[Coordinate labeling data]
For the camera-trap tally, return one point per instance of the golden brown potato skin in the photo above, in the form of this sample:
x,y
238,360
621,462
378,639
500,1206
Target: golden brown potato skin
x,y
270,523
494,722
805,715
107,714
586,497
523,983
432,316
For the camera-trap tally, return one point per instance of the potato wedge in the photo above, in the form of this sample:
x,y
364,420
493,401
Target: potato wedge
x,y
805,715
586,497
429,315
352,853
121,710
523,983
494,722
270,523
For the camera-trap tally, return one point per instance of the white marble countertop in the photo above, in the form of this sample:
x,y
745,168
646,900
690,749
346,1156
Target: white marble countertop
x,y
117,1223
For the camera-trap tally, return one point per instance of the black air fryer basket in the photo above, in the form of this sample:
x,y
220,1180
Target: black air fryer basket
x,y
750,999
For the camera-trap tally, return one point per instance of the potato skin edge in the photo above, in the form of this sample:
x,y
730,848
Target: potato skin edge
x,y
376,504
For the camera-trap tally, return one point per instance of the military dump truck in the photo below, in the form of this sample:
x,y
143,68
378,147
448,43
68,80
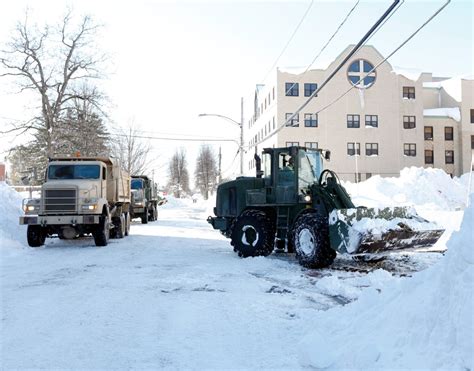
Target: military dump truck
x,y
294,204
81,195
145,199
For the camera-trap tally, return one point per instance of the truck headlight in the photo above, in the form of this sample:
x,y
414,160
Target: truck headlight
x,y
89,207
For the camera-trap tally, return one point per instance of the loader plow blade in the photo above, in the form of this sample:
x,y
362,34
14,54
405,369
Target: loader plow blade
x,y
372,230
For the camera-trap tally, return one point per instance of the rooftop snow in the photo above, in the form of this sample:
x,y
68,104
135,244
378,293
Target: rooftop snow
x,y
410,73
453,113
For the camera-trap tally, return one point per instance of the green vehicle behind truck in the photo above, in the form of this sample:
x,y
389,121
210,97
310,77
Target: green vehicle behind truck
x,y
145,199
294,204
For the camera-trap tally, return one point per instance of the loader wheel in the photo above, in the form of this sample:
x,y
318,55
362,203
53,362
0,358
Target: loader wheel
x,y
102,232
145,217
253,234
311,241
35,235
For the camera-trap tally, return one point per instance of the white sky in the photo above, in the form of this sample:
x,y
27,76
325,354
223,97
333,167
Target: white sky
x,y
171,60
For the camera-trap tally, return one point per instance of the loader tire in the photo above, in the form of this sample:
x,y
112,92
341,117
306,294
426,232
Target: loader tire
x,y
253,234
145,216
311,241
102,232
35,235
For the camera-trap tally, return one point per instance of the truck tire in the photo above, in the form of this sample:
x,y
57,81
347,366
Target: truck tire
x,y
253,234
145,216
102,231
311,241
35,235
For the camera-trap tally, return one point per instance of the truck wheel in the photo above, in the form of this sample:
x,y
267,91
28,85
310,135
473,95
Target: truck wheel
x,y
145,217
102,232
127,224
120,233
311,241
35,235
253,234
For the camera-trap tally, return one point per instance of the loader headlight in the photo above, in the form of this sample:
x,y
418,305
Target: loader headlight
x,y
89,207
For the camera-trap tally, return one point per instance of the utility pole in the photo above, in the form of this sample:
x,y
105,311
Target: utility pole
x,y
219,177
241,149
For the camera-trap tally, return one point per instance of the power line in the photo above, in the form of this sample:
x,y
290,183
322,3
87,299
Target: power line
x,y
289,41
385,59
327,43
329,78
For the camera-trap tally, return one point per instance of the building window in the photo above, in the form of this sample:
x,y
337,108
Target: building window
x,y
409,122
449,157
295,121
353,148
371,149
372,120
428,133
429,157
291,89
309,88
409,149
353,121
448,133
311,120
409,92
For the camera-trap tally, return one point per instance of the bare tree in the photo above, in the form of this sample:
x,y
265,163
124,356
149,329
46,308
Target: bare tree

▶ What to do: Copy the whole listing above word for word, leaving out the pictures.

▶ Answer in full:
For the camera-trap tally, return one point per instance of the golden brown potato skin in the photo above, in the form of this sample:
x,y
238,360
621,462
378,639
500,1206
Target: golden brown potato skin
x,y
270,523
494,722
805,715
107,714
586,497
523,983
432,316
For the camera-trap tally, return one point per instance of the potato wedge in the photo above, in the form of this sample:
x,y
364,420
493,401
Target: potato wedge
x,y
805,715
586,497
429,315
352,853
121,710
523,983
494,722
270,523
For the camera-trap tally, return one point per instance of the white marble countertop in the photo above, in the form of this sample:
x,y
745,168
646,900
690,749
346,1156
Target: white marble countertop
x,y
117,1223
For the camera-trap tally, return one point per instance of the black air fryer basket in the photo above, in the form of this sample:
x,y
220,1180
Target: black air fryer basket
x,y
750,999
For the camera-trap tally, return one point per instance of the potato skin edge in the photo above, in the form of this sample:
x,y
730,848
Target: potato skin edge
x,y
376,504
For the camera-trap tally, return one point per instance of the military dump truck in the photo below, in the form of this sample:
x,y
143,68
378,147
448,43
68,80
Target: military dump truck
x,y
294,204
81,195
145,199
For the camera-trap tally, return one point per instance of the truck headlight in the photo above, in the form of this sample:
x,y
414,160
Target: truck headlight
x,y
89,207
For the camera-trap tally, return one point per instance of the loader plow blade in the photo above, in the form of this sample:
x,y
362,34
14,54
405,369
Target: loader plow blade
x,y
372,230
For the camera-trap tally, return one point per instance of the rooftop snow in the photo above, in the form of this sample:
x,y
68,104
135,244
378,293
Target: rooftop snow
x,y
410,73
453,113
For the camera-trap tally, return one point per instance of the green vehicle behind truck in the photo above, in the form of this sample:
x,y
389,121
210,97
310,77
Target: green vehicle behind truck
x,y
145,199
294,204
For the camera-trap tally, return one point per instance of the loader wheel in the photo above, in the form of this sample:
x,y
318,55
362,203
53,362
0,358
Target: loader wheel
x,y
102,232
145,217
253,234
311,241
35,235
For the camera-trap tally, return one point per instance of the white sky in the photo above, in the form of this sample:
x,y
27,76
325,354
223,97
333,167
Target: white sky
x,y
171,60
For the camera-trap tally, return one point per instance of the loader tire in the photo above, in the form of this sample:
x,y
112,92
341,117
306,294
426,232
Target: loader tire
x,y
253,234
145,216
311,241
102,232
35,235
For the camera-trap tally, return one point per instance of the truck tire in the photo above, in the form of this sample:
x,y
57,81
347,366
Target: truck tire
x,y
253,234
145,216
102,231
311,241
35,235
For the camera-trap tally, return one point per instance of the truck wheel in the photo above, in the form of this sample:
x,y
267,91
28,85
310,135
473,95
Target: truck wheel
x,y
145,217
102,232
127,224
120,233
311,241
35,235
253,234
For the camera-trap tally, return one point per instance of the loader headlight in the photo above, in the form of this sample:
x,y
418,305
Target: loader headlight
x,y
89,207
For the camera-trap tally, return one point per instance of the utility pole in the photo above, in the form of this sample:
x,y
105,311
Target: utility pole
x,y
219,177
241,149
For the camera-trap tally, return one point per instance of the power line in the photo above, in the form of this sample:
x,y
290,183
322,3
87,299
Target: power line
x,y
289,41
385,59
327,43
329,78
For the camera-trap tally, return one point per instance of the building window in the photo above, in the form of this sample:
x,y
337,108
Target: building window
x,y
409,122
449,157
295,121
353,148
371,149
372,120
428,133
429,157
291,89
309,88
409,149
353,121
448,133
311,120
409,92
For the camera-trap tally, return one point per instance of the bare tree in the photo above, in the form of this sample:
x,y
265,163
124,356
149,329
46,308
Target: bare tree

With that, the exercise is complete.